• Source records:
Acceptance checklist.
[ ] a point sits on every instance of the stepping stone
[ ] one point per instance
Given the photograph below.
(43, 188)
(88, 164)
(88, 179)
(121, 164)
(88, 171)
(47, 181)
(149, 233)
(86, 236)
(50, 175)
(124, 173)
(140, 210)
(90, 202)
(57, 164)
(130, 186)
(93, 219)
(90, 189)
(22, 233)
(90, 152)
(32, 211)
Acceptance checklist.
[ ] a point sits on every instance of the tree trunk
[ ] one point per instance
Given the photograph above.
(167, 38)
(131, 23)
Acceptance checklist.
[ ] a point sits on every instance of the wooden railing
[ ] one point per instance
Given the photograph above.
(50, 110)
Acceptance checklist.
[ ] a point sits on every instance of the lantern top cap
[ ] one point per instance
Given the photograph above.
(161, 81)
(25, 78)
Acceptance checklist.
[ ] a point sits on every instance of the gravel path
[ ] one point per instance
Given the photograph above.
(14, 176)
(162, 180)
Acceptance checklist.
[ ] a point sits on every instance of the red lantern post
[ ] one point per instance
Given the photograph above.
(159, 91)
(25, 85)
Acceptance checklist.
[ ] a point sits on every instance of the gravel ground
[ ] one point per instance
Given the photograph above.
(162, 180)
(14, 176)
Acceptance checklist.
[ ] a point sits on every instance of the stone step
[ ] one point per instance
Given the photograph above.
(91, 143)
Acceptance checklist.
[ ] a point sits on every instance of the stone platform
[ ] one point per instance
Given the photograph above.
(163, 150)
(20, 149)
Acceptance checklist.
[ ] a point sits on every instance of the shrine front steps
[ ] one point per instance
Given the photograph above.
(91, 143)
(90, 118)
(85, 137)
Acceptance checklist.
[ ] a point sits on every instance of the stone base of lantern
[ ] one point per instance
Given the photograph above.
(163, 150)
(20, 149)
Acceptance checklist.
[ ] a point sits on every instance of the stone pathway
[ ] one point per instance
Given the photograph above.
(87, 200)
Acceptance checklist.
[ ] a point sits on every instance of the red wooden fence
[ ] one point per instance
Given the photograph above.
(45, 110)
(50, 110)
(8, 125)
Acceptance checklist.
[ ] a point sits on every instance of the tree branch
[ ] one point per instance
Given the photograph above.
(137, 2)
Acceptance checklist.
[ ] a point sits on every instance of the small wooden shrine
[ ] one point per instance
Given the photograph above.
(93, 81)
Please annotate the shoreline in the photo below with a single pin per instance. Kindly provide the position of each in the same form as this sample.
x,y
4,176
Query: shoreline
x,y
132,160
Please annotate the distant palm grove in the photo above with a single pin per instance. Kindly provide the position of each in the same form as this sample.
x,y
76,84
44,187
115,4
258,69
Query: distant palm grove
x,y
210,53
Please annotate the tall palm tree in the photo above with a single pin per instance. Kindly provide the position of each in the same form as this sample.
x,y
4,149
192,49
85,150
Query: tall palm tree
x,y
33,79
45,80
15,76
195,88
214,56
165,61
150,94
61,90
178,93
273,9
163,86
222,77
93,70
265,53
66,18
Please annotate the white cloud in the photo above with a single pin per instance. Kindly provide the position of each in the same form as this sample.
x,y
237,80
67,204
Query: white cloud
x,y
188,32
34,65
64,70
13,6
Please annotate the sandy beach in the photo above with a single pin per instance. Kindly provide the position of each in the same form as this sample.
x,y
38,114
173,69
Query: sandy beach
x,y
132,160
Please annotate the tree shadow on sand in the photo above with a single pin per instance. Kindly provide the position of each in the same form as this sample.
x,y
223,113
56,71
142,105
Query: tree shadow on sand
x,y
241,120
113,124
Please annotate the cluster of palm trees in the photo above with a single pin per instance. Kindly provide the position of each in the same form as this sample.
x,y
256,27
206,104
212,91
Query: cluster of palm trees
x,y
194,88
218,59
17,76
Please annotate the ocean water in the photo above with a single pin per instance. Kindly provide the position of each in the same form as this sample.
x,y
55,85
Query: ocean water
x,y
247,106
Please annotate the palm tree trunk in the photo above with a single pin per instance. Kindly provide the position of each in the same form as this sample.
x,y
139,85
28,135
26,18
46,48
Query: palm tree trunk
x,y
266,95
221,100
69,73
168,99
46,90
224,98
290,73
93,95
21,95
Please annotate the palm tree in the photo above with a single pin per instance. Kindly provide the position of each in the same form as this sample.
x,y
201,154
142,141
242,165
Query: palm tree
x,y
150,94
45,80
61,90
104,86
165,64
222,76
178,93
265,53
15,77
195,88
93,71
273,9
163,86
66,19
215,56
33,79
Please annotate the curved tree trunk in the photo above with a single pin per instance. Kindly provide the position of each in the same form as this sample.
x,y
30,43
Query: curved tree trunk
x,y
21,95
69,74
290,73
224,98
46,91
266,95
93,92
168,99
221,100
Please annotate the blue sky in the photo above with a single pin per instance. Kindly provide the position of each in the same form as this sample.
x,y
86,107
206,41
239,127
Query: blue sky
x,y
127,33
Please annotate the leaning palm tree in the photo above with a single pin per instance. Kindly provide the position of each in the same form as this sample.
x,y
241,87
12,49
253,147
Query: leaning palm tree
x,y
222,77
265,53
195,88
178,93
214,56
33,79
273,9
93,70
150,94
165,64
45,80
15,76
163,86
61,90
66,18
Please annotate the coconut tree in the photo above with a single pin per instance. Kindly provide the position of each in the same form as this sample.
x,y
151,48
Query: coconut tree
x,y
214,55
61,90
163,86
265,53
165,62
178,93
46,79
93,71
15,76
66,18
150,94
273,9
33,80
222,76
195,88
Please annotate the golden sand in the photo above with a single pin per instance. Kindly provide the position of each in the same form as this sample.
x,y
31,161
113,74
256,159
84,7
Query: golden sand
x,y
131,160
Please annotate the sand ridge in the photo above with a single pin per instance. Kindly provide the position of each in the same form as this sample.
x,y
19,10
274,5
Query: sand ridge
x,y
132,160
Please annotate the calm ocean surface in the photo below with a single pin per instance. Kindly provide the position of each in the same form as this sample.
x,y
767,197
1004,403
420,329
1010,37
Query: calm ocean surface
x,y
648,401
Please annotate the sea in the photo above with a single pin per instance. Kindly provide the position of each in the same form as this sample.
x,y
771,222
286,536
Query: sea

• Problem:
When the word "gravel" shows up in a line of the entries, pull that line out.

• Your solution:
[ ] a point sits on every instance of the gravel path
[ ] a point sits on every instance of the gravel ground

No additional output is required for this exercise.